== Segment start ==

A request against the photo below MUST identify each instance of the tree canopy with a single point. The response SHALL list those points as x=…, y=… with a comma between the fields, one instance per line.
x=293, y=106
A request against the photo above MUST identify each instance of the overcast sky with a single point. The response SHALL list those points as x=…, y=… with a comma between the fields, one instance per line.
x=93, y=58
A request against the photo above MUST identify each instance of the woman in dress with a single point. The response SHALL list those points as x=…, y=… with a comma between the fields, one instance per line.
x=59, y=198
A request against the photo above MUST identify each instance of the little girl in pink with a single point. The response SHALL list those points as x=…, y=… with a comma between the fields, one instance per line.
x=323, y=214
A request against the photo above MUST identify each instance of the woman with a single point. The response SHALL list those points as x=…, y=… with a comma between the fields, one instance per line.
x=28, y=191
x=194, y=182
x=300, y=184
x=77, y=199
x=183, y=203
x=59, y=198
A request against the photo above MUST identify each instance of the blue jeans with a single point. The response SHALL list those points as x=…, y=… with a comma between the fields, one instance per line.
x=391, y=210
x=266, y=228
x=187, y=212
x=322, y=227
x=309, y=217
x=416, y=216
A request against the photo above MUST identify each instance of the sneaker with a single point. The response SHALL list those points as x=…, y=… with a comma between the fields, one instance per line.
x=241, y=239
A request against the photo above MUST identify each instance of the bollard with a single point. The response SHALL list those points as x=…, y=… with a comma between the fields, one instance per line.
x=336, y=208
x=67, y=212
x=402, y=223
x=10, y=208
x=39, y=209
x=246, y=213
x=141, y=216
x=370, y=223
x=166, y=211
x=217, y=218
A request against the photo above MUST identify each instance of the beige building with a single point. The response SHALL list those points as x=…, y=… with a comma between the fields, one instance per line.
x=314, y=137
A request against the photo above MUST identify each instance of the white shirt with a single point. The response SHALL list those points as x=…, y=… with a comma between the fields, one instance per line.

== Segment end ==

### EXERCISE:
The entire listing has to be written out again exactly.

### THE ANSWER:
A request against the photo below MUST identify each instance of the tree canopy with a single point. The response SHALL list those points as x=…, y=… with a comma between the fields, one instance per line.
x=293, y=106
A request against the photo above MUST identify each instance of the overcast sky with a single point. The response SHALL list those points as x=…, y=… with a comma between the fields, one instance per line.
x=93, y=58
A request against the photo above MUST identify each instance of the woman in dress with a single point. The response SHALL list those points as x=…, y=… with a comma between the fields, one instance per line.
x=59, y=198
A request against the photo above MUST identify each instance of the little girl in pink with a single point. The response SHALL list those points as x=…, y=… with a comma between the fields, one instance per line.
x=323, y=214
A request against the photo above MUST identify each instance of the woman with a single point. The response SHALL list those points as x=…, y=… with a comma between the fields, one instance per line.
x=28, y=191
x=194, y=182
x=300, y=184
x=77, y=199
x=183, y=203
x=59, y=198
A request against the photo above MUST identify each instance of the blue jeans with a single point. The response SHALL list those points as x=…, y=… with a comma between the fields, one instance per line.
x=391, y=210
x=266, y=228
x=187, y=212
x=322, y=227
x=309, y=217
x=416, y=216
A request against the photo above MUST identify each instance of the sneaker with a single point. The response SHALL list those points as x=…, y=… with a comma between the fields, one instance per line.
x=241, y=239
A request against the photo above MUST identify each instance of the bollard with a single point. The response SHALL list those points as x=…, y=… with a comma between the fields, one instance per line.
x=336, y=208
x=67, y=212
x=402, y=223
x=10, y=208
x=39, y=209
x=246, y=213
x=141, y=216
x=370, y=223
x=166, y=211
x=217, y=218
A request against the photo above MUST identify each instance of the beige building with a single point. The response SHALL list those points as x=…, y=… with a comma between the fields, one instance per line.
x=314, y=137
A request against the photo above MUST identify each instance of the white shirt with a single point. The response SHALL list those points as x=…, y=… with a comma between the fields, one instance per line.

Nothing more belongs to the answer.